### [DÉTAILS DU PROBLÈME]
Reproduisez à l'identique toutes les lignes des enregistrements ci-dessous.

(Enregistrements d'étiquetage de régions)
● ● ●

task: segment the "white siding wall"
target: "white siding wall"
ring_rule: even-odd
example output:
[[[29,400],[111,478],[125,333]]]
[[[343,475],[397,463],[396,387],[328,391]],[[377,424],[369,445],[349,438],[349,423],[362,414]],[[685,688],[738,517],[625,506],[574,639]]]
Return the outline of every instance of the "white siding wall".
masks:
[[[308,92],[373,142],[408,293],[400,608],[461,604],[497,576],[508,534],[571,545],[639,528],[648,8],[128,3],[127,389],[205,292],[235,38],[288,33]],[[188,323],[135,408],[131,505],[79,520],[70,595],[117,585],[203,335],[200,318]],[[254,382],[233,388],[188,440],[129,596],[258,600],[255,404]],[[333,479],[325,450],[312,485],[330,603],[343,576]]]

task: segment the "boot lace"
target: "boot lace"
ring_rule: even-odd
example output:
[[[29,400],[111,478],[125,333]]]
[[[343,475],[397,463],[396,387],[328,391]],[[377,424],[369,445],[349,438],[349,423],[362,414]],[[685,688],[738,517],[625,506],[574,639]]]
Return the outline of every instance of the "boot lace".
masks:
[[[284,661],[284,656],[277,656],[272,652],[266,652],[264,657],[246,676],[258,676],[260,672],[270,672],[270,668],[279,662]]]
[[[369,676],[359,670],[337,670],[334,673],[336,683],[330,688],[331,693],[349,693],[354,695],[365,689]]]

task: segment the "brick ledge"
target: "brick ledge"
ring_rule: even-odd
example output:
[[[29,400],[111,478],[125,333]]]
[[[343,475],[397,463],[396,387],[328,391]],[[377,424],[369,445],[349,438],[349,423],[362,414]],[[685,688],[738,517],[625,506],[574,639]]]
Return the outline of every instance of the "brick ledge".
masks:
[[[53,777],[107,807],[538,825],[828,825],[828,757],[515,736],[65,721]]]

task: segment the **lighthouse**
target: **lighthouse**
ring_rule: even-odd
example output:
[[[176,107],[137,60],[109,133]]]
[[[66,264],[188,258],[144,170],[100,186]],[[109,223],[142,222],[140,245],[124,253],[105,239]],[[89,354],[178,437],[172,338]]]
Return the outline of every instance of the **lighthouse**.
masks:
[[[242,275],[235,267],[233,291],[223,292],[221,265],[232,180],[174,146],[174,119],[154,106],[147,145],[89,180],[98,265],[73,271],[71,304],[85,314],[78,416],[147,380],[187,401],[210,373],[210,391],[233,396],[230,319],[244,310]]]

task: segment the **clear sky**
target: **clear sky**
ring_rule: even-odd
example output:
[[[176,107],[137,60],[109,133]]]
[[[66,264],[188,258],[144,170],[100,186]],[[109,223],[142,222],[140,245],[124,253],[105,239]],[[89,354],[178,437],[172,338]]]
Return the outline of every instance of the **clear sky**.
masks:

● ● ●

### [CORRIGÉ]
task: segment the "white siding wall"
target: "white siding wall"
ring_rule: even-odd
example output:
[[[29,400],[111,478],[125,333]]]
[[[343,475],[397,463],[396,387],[328,391]],[[377,424],[369,445],[349,438],[349,423],[362,414]],[[685,688],[738,517],[625,506],[574,639]]]
Return the outline of every instance of the "white siding wall".
masks:
[[[308,92],[373,142],[408,293],[400,608],[461,604],[497,576],[508,534],[571,545],[639,528],[648,8],[128,3],[127,389],[205,292],[235,38],[288,33]],[[188,323],[135,408],[131,505],[79,520],[70,595],[117,585],[203,335],[200,318]],[[254,382],[233,388],[188,440],[129,596],[258,600],[255,404]],[[333,479],[325,450],[312,485],[330,603],[343,576]]]

task: segment the "boot lace"
target: "boot lace"
ring_rule: even-odd
example output:
[[[29,400],[111,478],[125,333]]]
[[[343,475],[397,463],[396,387],[328,391]],[[377,424],[369,445],[349,438],[349,423],[362,414]],[[685,688],[738,517],[625,506],[574,639]]]
Return the outline of every instance of the "boot lace".
masks:
[[[284,661],[284,656],[277,656],[272,652],[266,652],[264,657],[246,676],[258,676],[260,672],[270,672],[270,668],[279,662]]]
[[[369,676],[359,670],[337,670],[334,673],[336,683],[330,688],[331,693],[349,693],[354,695],[365,689]]]

task: segment the "brick ledge"
target: "brick ledge"
ring_rule: even-odd
example output:
[[[29,400],[111,478],[125,333]]]
[[[343,475],[397,463],[396,387],[328,391]],[[377,424],[369,445],[349,438],[349,423],[362,414]],[[685,688],[738,517],[625,506],[574,639]]]
Return the outline of every instance of the "brick ledge".
masks:
[[[53,777],[107,807],[538,825],[828,825],[828,757],[515,736],[65,721]]]

task: segment the **lighthouse**
target: **lighthouse**
ring_rule: even-odd
example output:
[[[176,107],[137,60],[109,133]]]
[[[66,264],[188,258],[144,170],[100,186]],[[109,223],[142,222],[140,245],[124,253],[105,239]],[[89,354],[178,437],[172,338]]]
Return the outline of every instance of the **lighthouse**.
masks:
[[[242,275],[235,267],[233,291],[223,292],[221,265],[232,180],[174,146],[174,119],[154,106],[147,145],[89,180],[98,265],[73,271],[71,304],[85,314],[78,416],[147,380],[187,401],[210,373],[210,391],[233,396],[230,319],[244,310]]]

task: segment the **clear sky**
target: **clear sky**
ring_rule: even-odd
example output:
[[[176,107],[137,60],[109,133]]]
[[[66,264],[188,258],[144,170],[100,186]],[[109,223],[142,222],[140,245],[124,253],[105,239]],[[89,354],[178,437],[172,338]]]
Return the outline of every instance of the **clear sky**.
masks:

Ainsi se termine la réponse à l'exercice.